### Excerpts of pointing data
START
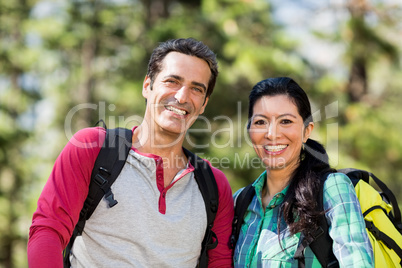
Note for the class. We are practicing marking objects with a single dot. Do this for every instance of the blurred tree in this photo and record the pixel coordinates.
(18, 92)
(66, 64)
(367, 90)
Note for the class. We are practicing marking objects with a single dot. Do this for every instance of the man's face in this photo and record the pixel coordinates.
END
### Task to carry out
Can you edit the entries so that every "single dot" becomes "single point", with everything else unchanged and the pictures left out?

### Expected answer
Note for the class. We are practicing marking objects with a single point. Do this for every instance of the blurred tree in this photo and record the pixel coordinates.
(18, 92)
(66, 64)
(367, 90)
Note for the class. We are practicing marking objects with a single point. Do this for every instance of the man's face in this photo and record the pixel coordinates.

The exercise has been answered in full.